### [ЗАДАЧА A]
Ответьте по статье о Маяковском и Первой мировой войне:
(i) С каким издательством сотрудничал Маяковский?
(ii) В какой статье военного времени Маяковский предлагал взять «вашу самую гордящуюся идею»?
(iii) Что, согласно эпиграфу, свято Маяковскому как русскому?
### [ЗАДАЧА B]
Продолжите статью о Маяковском и Первой мировой войне после последнего приведённого предложения.

### [ВЫБРАННЫЙ ФРАГМЕНТ]
В статье анализируется сложное отношение Маяковского к Первой мировой войне, его патриотизм и пацифизм. Особое внимание уделяется сотрудничеству Маяковского с издательством «Сегодняшний лубок», в процессе которого формировался стиль художника-карикатуриста.
Ключевые слова: поэт и война; воздействие войны; военный плакат; гуманизм; эстетика рисунка; военный фольклор.
Как русскому мне свято каждое усилие солдата вырвать кусок вражьей земли, но как человек искусства я должен думать, что, может быть, вся война выдумана только для того, чтоб кто-нибудь написал одно хорошее стихотворение.
В. Маяковский.
Сложность вопроса об отношении Маяковского к Первой мировой войне заключается в многомерности проблемы «Писатель и война». В статье военного времени «Штатская шрапнель. Вравшим кистью» Маяковский писал: «А ну-ка возьмите вашу самую гордящуюся идею, самую любимую идею вас, ваших Верещагиных, Толстых - не убивай человека, - выйдите с ней на улицу к сегодняшней России, и толпа, великолепная толпа, о камни мостовой истреплет ваши седые бородёнки» [1]. В этих словах выражены и отрицание пацифизма художников прошлого, и понимание неуместности в сегодняшней (уже воюющей) России проповедей против войны. В отношении Маяковского к войне его футуристический призыв «Выволакивайте забившихся под Евангелие Толстых!» (1, с. 219) находится рядом с лирическим восклицанием:
Знаете ли вы, бездарные, многие, думающие, нажраться лучше как, -может быть, сейчас бомбой ноги выдрало у Петрова поручика?... (1, с. 75).

### [СТРОКИ ДАННЫХ]

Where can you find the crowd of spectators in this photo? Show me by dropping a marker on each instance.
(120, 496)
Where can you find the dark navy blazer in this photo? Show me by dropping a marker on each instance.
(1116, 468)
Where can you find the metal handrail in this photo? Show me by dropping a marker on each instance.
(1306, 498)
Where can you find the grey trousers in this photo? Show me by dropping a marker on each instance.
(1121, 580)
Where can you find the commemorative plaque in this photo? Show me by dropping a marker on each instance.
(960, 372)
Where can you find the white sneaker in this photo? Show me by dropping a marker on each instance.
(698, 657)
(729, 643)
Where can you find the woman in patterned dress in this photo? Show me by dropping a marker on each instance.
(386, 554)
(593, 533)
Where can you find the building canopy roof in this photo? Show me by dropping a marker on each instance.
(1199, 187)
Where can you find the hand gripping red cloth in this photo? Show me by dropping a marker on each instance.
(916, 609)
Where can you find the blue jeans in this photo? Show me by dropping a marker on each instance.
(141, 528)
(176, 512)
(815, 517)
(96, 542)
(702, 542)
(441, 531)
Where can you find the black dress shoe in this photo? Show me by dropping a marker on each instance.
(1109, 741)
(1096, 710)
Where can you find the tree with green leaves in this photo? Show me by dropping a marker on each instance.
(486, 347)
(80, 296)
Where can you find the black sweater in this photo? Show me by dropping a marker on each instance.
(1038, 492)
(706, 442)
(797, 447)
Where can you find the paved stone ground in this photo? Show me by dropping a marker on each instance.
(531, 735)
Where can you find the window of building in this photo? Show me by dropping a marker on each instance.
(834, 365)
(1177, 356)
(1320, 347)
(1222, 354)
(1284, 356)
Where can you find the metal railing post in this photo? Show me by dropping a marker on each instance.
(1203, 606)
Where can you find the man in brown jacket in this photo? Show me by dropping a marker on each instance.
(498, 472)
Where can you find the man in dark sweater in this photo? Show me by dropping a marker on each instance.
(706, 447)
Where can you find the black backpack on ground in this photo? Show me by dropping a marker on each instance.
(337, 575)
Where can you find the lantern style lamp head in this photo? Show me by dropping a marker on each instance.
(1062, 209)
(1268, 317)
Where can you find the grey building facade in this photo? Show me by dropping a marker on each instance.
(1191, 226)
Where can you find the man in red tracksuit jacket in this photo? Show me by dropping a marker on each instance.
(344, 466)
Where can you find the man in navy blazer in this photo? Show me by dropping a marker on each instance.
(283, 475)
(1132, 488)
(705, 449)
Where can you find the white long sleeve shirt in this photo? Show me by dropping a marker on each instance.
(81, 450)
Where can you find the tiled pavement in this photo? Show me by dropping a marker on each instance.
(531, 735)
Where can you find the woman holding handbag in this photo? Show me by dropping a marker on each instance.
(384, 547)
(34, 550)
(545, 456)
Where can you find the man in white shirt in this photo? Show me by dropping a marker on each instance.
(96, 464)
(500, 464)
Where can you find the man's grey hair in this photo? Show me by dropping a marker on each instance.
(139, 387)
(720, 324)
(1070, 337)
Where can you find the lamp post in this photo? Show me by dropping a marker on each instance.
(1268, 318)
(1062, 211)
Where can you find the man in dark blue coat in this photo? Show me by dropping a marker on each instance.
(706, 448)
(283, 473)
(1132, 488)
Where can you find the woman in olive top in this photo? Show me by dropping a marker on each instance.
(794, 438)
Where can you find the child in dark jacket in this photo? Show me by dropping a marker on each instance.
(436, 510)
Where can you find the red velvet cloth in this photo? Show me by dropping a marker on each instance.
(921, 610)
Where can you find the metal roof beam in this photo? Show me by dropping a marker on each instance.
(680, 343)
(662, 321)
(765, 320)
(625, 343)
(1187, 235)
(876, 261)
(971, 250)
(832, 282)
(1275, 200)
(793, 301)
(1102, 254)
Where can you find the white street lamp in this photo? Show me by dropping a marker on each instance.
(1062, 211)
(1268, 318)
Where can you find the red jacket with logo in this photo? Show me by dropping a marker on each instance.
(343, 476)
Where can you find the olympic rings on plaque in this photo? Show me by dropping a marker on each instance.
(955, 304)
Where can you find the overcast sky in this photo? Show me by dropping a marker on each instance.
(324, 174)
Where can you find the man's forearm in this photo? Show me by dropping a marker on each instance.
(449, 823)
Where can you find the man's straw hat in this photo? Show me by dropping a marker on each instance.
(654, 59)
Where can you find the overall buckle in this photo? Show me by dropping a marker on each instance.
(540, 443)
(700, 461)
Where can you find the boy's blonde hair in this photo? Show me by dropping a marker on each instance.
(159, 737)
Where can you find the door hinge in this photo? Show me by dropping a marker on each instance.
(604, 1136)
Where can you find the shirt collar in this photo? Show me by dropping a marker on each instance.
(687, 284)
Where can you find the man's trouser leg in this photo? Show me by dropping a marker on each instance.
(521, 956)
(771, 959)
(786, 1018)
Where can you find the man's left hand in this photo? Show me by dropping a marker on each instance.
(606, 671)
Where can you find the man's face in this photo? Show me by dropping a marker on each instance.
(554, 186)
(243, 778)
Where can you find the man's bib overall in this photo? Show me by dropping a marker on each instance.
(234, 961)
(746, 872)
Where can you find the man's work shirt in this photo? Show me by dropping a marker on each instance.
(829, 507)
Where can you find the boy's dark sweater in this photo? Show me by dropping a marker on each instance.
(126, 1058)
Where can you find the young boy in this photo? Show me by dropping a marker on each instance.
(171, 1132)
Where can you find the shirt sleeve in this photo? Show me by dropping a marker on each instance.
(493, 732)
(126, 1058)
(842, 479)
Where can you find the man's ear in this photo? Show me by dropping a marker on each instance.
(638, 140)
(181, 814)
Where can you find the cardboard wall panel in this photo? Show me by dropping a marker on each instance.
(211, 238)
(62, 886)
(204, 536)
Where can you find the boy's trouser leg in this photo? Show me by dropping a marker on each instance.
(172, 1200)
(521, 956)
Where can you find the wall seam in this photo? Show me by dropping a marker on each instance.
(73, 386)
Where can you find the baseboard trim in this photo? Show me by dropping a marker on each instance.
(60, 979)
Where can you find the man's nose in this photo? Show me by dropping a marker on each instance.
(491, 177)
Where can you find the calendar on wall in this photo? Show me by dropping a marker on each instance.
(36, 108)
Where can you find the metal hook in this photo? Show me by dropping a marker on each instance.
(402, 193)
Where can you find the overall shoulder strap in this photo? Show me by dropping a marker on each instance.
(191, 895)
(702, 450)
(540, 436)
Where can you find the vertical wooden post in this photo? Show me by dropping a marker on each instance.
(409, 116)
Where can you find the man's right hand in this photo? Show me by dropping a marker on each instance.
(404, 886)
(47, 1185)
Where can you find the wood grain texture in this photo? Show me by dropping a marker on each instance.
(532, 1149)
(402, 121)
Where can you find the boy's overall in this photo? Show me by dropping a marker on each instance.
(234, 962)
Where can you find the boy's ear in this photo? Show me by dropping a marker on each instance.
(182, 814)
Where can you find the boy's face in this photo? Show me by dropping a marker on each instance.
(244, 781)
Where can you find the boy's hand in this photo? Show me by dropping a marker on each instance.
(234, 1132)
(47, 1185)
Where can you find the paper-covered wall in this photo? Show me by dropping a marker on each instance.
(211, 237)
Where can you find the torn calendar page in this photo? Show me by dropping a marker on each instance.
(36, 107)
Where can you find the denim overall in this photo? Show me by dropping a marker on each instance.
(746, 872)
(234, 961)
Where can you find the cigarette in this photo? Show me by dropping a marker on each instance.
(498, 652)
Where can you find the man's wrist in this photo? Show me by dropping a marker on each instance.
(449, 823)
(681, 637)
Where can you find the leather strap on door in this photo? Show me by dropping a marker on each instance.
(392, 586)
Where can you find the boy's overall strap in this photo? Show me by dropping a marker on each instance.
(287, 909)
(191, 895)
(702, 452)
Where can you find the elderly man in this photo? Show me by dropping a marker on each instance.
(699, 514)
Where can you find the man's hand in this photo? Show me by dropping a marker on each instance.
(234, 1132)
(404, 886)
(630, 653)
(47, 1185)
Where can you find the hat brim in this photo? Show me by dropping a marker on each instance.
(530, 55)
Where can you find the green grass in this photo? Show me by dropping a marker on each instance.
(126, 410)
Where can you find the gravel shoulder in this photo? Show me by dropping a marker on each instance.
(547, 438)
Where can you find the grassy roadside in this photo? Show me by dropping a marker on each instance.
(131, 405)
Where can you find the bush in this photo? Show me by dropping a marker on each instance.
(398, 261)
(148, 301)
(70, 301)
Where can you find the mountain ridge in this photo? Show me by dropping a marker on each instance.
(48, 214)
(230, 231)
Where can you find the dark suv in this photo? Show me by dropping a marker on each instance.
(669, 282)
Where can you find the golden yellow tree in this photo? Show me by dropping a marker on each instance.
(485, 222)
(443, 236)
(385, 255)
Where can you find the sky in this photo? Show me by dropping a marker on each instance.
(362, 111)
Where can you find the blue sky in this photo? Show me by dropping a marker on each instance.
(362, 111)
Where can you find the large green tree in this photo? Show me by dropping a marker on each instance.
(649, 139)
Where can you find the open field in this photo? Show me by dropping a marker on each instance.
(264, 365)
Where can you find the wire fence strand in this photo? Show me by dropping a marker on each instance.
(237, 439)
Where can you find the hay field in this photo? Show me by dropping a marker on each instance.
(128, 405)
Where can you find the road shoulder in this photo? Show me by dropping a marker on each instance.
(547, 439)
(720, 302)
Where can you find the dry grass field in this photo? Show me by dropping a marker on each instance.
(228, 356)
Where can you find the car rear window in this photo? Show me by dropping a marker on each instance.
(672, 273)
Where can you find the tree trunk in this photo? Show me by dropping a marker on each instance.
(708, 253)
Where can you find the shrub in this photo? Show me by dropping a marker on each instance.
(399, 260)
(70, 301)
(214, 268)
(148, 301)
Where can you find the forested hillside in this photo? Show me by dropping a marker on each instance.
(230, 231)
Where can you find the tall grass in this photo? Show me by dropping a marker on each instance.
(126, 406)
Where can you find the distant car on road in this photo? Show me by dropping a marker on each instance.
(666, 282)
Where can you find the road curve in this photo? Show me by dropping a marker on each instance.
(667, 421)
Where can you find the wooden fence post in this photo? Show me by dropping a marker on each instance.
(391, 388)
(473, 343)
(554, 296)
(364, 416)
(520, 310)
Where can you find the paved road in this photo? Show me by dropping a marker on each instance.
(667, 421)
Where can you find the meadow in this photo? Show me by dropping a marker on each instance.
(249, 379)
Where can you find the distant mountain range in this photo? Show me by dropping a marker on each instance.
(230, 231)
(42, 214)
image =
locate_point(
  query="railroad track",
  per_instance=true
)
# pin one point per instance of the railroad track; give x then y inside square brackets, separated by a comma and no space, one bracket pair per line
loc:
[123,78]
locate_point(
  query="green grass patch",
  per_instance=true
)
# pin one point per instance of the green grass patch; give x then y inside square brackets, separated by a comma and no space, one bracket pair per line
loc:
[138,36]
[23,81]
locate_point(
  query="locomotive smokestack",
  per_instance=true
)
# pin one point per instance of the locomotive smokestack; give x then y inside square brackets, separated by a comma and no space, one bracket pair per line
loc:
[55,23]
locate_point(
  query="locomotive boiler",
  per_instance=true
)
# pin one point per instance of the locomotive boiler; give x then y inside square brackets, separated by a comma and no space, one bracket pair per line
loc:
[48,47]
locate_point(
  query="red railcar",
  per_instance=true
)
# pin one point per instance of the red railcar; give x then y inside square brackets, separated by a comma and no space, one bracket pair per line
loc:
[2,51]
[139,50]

### [РЕЗУЛЬТАТ ВЫПОЛНЕНИЯ A]
(i) С издательством «Сегодняшний лубок».
(ii) В статье «Штатская шрапнель. Вравшим кистью».
(iii) Каждое усилие солдата вырвать кусок вражьей земли.

### [РЕЗУЛЬТАТ ВЫПОЛНЕНИЯ B]
Обращаясь к теме «Маяковский и война», исследователи, как правило, выстраивают «линейную», «плоскостную» картину, в которой к тому же вольно или невольно механически смешиваются или подменяются друг другом социальные, этические и эстетические начала. Кроме того, в поисках ответов на вопрос об отношении Маяковского к войне зачастую отождествляются восприятие и понимание, ощущение и изображение, не всегда учитывается эволюция его взглядов. На наш взгляд, в творческой биографии Маяковского - поэта и художника незаслуженно обойдено вниманием его сотрудничество в начале Первой мировой войны с издательством «Сегодняшний лубок». Наше обращение к этой странице его творчества является попыткой внести некоторые уточнения в исследования таких тем, как «Поэт и война» и «Маяковский - художник».
* * *
В литературной автобиографии «Я сам» В. Маяковский писал: «Война. Принял
взволнованно. Сначала только с декоративной, с шумовой стороны. Плакаты заказные и, конечно, вполне военные. Затем стих. «Война объявлена» (1, с. 22). Слова о восприятии войны «с декоративной, шумовой стороны» зачастую воспринимаются лишь как внешнее, поверхностное ее приятие, в
духе лубочной литературы. Но слова Маяковского о «декоративной стороне» войны можно понимать как ощущение поэтом недостаточной глубины осознания характера этой войны, крупнейшей войны XX столетия. С другой стороны, уже в начале войны он чувствовал различия между «писать о войне» и «писать войною!» (1, с. 309). Сказались, видимо, в словах автобиографии и послевоенные события, буквально перечеркнувшие в памяти 1914 г., а также ставшая широко известной ленинская характеристика войны, которая на долгие годы стала в нашей стране единственно «правильной».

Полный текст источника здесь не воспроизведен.